_Esercizi_
• 1. Per favore, cita alla lettera la parte del brano sull'Ottocento che si apre con le parole contenenti "Nacque un’epoca nuova: la" e si chiude con "e nord Europa.".
• 2. Con quale definizione il brano sull'Ottocento indica questo secolo?

_Brano scelto_
((
Nacque un’epoca nuova: la lotta tra conservatorismo e liberalismo, nuovi codici amministrativi e penali, la nascita della borghesia e la trasformazione del mondo contadino. Nell’arte si affermarono il romanticismo, seguito dal positivismo. In pittura: David, Delacroix, Goya, l’impressionismo di Monet, Manet, Turner, poi van Gogh, Munch, il cubismo. La musica di Mozart, Bach, Beethoven, Chopin, Debussy, Verdi. La letteratura con Goethe, Stendhal, Foscolo, Leopardi, Manzoni. In economia i classici Malthus, Smith, Marx, Ricardo. La filosofia si rinnovò con Hegel, Marx, il positivismo, Schopenhauer, Kierkegaard, Nietzsche. Vi furono determinanti scoperte scientifiche: Darwin con l’evoluzione delle specie, in medicina l’identificazione di batteri e virus, i vaccini contro vaiolo e colera, la psicoanalisi. Imponente la rivoluzione industriale nel centro e nord Europa. 

Un insieme che da fine Settecento si estende al primo Novecento, l’Ottocento è “il secolo lungo”.
))
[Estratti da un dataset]
((
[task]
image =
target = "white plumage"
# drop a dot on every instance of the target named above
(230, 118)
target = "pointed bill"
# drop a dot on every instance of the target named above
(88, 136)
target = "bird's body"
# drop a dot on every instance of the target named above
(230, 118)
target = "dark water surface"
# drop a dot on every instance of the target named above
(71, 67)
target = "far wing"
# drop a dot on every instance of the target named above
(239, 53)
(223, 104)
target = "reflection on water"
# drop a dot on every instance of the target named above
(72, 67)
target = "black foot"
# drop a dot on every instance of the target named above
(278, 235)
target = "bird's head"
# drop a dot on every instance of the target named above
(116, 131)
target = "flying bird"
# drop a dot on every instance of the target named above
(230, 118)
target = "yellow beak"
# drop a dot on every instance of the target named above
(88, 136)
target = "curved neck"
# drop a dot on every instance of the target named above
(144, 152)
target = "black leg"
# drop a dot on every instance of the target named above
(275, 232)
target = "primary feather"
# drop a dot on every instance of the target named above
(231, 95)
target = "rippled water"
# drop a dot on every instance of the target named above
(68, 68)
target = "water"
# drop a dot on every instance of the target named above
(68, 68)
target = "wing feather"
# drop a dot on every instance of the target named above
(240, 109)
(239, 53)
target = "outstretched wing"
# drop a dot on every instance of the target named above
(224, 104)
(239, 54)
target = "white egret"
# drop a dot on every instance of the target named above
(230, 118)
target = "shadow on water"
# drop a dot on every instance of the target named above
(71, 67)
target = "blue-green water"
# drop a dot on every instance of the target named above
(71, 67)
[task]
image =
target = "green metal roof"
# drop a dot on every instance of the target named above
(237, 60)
))
_Soluzioni degli esercizi_
• 1.
Nacque un’epoca nuova: la lotta tra conservatorismo e liberalismo, nuovi codici amministrativi e penali, la nascita della borghesia e la trasformazione del mondo contadino. Nell’arte si affermarono il romanticismo, seguito dal positivismo. In pittura: David, Delacroix, Goya, l’impressionismo di Monet, Manet, Turner, poi van Gogh, Munch, il cubismo. La musica di Mozart, Bach, Beethoven, Chopin, Debussy, Verdi. La letteratura con Goethe, Stendhal, Foscolo, Leopardi, Manzoni. In economia i classici Malthus, Smith, Marx, Ricardo. La filosofia si rinnovò con Hegel, Marx, il positivismo, Schopenhauer, Kierkegaard, Nietzsche. Vi furono determinanti scoperte scientifiche: Darwin con l’evoluzione delle specie, in medicina l’identificazione di batteri e virus, i vaccini contro vaiolo e colera, la psicoanalisi. Imponente la rivoluzione industriale nel centro e nord Europa.

• 2. Lo definisce "il secolo lungo".